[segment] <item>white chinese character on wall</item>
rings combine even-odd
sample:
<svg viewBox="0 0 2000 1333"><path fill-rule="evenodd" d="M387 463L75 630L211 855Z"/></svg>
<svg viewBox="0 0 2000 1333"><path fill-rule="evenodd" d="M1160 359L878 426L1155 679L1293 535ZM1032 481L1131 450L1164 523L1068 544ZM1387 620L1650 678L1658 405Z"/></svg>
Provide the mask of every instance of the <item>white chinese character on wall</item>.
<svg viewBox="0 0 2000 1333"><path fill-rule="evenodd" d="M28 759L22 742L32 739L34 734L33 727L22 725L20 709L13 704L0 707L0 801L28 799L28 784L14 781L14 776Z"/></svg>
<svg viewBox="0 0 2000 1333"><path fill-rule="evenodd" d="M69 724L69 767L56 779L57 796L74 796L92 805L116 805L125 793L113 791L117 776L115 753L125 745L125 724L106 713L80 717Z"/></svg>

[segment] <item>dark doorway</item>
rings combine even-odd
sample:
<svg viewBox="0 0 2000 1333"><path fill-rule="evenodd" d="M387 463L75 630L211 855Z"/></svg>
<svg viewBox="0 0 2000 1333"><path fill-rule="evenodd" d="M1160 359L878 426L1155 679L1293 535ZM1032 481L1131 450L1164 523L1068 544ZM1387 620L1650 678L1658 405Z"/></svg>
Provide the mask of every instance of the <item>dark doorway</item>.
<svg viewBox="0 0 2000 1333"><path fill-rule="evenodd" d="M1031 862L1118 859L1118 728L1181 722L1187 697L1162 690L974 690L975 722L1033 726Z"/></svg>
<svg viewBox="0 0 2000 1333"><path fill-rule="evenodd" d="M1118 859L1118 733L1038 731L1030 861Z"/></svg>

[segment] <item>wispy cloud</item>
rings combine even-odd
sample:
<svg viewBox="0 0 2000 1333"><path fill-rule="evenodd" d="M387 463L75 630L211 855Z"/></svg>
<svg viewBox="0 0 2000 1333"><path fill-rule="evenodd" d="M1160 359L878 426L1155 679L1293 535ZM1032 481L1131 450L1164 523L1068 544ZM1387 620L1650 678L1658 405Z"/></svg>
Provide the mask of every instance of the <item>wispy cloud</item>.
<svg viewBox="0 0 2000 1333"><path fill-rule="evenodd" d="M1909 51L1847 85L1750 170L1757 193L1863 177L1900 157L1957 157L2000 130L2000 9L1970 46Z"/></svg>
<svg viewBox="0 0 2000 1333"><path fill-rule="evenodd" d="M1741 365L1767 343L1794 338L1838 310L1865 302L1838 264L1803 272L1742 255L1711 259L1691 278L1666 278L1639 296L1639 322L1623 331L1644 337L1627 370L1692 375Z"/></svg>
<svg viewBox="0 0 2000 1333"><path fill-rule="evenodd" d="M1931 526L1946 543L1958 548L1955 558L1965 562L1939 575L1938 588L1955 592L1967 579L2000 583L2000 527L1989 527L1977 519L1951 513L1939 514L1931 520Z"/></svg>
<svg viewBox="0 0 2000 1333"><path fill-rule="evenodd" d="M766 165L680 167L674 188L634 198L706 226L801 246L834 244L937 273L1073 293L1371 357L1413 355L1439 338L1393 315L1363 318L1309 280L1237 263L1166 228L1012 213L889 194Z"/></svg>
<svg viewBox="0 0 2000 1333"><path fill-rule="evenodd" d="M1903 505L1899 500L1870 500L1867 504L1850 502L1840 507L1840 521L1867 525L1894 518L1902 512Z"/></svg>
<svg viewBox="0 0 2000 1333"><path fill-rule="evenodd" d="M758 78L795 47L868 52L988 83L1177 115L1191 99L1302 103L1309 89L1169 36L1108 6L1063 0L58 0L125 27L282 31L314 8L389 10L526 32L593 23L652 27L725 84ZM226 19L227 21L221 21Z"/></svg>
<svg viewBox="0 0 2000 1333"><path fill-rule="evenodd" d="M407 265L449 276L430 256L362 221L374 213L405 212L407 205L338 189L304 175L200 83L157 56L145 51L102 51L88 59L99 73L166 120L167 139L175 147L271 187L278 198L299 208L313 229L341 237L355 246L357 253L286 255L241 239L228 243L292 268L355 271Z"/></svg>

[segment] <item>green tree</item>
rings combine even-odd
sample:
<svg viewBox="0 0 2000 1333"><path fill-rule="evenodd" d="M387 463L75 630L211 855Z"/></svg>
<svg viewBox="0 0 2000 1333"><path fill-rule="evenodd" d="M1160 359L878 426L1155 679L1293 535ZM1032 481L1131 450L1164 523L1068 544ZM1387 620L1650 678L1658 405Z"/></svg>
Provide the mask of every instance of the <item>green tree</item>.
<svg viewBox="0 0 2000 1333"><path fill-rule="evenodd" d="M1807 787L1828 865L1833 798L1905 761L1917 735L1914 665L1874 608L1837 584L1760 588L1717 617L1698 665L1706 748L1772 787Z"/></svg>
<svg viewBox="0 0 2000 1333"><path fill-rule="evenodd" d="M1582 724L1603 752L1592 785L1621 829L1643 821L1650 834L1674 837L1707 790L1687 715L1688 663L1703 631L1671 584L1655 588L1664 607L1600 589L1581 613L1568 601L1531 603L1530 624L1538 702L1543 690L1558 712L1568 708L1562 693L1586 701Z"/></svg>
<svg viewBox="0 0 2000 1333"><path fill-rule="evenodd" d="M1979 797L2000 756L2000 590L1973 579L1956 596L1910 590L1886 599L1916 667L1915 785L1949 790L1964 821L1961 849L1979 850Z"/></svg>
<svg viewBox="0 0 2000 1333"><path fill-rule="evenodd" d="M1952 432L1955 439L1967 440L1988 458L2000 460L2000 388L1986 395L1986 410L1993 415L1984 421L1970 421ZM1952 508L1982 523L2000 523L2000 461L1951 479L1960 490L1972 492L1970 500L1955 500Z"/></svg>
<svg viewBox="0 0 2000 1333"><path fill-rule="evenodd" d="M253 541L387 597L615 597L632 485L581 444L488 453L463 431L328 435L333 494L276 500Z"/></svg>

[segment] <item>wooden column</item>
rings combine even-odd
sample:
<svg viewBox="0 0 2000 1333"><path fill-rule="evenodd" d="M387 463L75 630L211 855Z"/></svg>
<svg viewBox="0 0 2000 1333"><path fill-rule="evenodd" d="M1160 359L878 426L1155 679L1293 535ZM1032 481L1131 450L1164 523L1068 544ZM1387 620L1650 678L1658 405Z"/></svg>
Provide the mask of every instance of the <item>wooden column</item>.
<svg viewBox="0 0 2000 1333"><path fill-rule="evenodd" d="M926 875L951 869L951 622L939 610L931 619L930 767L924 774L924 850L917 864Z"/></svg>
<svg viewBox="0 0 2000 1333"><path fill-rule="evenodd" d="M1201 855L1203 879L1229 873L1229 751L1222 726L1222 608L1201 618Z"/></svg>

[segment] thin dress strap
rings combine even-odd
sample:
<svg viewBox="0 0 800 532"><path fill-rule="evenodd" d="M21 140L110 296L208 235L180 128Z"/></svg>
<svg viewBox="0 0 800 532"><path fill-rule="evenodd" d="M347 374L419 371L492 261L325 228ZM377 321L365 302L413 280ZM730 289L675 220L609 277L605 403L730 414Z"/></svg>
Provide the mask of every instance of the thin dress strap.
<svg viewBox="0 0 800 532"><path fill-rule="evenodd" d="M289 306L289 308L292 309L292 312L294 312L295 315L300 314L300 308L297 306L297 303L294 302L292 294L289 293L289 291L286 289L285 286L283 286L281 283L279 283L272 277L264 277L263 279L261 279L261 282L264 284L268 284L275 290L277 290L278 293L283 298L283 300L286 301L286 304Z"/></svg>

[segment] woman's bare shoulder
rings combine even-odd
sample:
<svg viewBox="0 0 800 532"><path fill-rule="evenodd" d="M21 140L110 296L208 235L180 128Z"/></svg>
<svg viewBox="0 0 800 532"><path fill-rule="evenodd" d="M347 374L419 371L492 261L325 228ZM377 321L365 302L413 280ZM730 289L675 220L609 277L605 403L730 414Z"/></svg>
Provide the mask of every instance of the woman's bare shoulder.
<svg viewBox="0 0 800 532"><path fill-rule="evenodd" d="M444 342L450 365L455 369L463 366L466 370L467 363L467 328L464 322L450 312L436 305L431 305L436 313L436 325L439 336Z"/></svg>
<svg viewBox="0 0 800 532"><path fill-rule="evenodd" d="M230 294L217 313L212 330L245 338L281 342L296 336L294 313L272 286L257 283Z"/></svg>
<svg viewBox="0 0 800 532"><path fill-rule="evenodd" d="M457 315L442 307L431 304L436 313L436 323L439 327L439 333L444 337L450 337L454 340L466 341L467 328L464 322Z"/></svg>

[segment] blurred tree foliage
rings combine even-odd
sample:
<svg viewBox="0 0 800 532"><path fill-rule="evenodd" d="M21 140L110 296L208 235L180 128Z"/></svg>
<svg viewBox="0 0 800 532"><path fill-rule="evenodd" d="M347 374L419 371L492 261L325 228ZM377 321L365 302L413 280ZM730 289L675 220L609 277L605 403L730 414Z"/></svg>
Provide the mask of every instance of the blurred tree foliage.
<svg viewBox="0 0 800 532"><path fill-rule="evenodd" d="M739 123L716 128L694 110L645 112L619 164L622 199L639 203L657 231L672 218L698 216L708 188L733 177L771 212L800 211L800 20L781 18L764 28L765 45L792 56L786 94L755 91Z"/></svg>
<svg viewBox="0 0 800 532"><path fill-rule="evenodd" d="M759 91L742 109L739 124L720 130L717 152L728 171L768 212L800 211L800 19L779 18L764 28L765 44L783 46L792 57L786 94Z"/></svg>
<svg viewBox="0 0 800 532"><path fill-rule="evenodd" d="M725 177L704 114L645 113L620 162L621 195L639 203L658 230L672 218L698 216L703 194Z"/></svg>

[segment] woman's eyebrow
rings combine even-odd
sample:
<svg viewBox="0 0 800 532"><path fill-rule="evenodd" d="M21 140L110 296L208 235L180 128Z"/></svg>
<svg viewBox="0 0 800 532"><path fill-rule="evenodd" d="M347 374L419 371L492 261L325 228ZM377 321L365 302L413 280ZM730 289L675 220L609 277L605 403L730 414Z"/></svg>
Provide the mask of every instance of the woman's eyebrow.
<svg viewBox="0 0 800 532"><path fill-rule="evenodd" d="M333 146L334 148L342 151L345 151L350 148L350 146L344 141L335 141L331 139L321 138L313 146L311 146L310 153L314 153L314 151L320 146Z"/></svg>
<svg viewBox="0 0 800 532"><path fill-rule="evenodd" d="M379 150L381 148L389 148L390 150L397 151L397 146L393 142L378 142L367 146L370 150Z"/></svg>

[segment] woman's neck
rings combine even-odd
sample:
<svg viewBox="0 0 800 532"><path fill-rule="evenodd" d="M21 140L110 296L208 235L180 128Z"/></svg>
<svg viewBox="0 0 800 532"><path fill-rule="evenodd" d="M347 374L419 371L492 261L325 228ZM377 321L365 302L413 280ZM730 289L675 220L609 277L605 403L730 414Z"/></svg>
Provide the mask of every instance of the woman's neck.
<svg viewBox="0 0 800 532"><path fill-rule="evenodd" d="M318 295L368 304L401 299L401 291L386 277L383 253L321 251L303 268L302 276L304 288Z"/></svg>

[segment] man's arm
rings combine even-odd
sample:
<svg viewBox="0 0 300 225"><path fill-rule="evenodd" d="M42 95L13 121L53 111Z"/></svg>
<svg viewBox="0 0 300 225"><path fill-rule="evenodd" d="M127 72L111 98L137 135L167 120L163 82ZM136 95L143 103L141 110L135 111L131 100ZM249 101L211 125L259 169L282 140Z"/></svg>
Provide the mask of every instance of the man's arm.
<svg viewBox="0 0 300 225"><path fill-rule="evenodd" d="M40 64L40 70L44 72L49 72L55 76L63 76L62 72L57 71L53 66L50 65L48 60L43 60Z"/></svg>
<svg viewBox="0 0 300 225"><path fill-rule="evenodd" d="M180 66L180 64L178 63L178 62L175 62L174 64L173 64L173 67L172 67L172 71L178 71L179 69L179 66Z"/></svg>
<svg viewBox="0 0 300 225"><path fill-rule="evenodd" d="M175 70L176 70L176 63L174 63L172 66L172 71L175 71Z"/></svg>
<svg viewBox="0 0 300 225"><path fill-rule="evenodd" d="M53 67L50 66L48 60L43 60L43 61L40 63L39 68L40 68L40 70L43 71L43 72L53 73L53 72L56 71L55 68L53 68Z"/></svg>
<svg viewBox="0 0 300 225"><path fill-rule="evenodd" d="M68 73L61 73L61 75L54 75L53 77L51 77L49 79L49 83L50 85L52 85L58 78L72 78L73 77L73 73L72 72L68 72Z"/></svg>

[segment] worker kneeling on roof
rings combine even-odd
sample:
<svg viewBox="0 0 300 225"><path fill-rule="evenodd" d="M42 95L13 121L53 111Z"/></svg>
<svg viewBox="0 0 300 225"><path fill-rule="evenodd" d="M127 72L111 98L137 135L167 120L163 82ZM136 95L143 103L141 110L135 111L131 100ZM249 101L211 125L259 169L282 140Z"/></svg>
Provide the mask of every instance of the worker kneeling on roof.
####################
#### BRIEF:
How many of the lines above hold the word "kneeling"? Give only that number.

#### WRITTEN SOLUTION:
2